Un caso studio in Angola racconta come nell’adattamento ai cambiamenti climatici la tecnologia da sola non sia sufficiente, anzi a lungo termine può far danni.

by Giovanni Blandino

Nel contrasto alla siccità nell’Africa sub-sahariana, costruire infrastrutture idriche sul territorio – senza però usare determinate accortezze – potrebbe rendere la popolazione più stanziale ed erodere così preziosi saperi tradizionali su cui per secoli si è fatto affidamento per adattarsi a eventi estremi siccitosi. Pur alleviando il problema nel breve termine, le conseguenze a lungo termine potrebbero essere più negative che positive. È quanto evidenziato da uno studio dell’Università di Firenze ed Eurac Research.

Periodi di siccità estrema colpiscono milioni di persone dedite alla pastorizia nell’Africa subsahariana causando morti, carestie e migrazioni. Dopo dieci anni di caldo e siccità prolungata, l’anno 2022 è stato per la macroregione una dei più secchi mai registrati. In Angola del Sud ad esempio si parla della peggiore crisi ambientale degli ultimi 40 anni: fiumi scomparsi, terreni polverosi e spaccati dall’arsura, pascoli bruciati.

Consegna: Trascriva per intero, senza alcuna modifica, l'estratto sulla siccità in Angola e sull'adattamento ai cambiamenti climatici.

Elenco:
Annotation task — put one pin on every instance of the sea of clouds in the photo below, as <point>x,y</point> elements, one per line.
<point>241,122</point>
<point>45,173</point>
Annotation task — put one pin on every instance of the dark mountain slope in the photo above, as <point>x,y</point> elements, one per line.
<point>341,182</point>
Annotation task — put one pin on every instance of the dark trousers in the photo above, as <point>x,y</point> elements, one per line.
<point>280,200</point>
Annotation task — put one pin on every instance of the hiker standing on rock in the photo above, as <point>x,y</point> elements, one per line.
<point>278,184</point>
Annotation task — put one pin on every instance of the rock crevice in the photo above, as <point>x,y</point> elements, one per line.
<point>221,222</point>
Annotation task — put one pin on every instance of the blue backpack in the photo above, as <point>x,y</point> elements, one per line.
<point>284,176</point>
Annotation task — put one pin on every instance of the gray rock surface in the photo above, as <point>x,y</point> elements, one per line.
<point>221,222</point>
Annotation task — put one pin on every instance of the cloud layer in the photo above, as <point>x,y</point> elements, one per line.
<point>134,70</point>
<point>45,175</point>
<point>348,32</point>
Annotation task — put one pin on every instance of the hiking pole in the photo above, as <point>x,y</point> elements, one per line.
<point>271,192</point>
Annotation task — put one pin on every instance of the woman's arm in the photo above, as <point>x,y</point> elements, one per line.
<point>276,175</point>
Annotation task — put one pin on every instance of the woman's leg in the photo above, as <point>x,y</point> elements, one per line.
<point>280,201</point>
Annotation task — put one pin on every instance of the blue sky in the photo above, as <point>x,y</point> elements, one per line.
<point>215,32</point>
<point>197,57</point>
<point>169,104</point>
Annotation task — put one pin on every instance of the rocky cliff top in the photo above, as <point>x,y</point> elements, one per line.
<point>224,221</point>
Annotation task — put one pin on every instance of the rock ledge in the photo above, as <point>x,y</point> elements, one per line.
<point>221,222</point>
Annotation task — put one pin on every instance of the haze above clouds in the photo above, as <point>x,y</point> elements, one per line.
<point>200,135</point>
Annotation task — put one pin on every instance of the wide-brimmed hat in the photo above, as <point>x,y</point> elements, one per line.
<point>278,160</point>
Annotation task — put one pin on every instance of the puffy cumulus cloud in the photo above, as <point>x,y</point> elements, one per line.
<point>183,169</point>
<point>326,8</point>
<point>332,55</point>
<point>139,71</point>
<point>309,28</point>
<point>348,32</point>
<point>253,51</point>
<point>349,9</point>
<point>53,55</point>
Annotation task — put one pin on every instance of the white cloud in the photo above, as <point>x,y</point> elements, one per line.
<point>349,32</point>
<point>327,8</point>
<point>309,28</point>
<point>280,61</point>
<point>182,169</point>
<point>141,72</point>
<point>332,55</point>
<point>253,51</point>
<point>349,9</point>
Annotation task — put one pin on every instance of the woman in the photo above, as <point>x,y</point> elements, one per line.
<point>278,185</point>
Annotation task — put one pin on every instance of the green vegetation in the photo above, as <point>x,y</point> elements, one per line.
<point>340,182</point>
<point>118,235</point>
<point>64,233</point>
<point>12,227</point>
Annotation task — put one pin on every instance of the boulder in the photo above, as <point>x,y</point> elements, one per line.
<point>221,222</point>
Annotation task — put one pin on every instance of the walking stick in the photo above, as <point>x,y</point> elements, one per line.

Risposta al compito:
Un caso studio in Angola racconta come nell’adattamento ai cambiamenti climatici la tecnologia da sola non sia sufficiente, anzi a lungo termine può far danni.

by Giovanni Blandino

Nel contrasto alla siccità nell’Africa sub-sahariana, costruire infrastrutture idriche sul territorio – senza però usare determinate accortezze – potrebbe rendere la popolazione più stanziale ed erodere così preziosi saperi tradizionali su cui per secoli si è fatto affidamento per adattarsi a eventi estremi siccitosi. Pur alleviando il problema nel breve termine, le conseguenze a lungo termine potrebbero essere più negative che positive. È quanto evidenziato da uno studio dell’Università di Firenze ed Eurac Research.

Periodi di siccità estrema colpiscono milioni di persone dedite alla pastorizia nell’Africa subsahariana causando morti, carestie e migrazioni. Dopo dieci anni di caldo e siccità prolungata, l’anno 2022 è stato per la macroregione una dei più secchi mai registrati. In Angola del Sud ad esempio si parla della peggiore crisi ambientale degli ultimi 40 anni: fiumi scomparsi, terreni polverosi e spaccati dall’arsura, pascoli bruciati.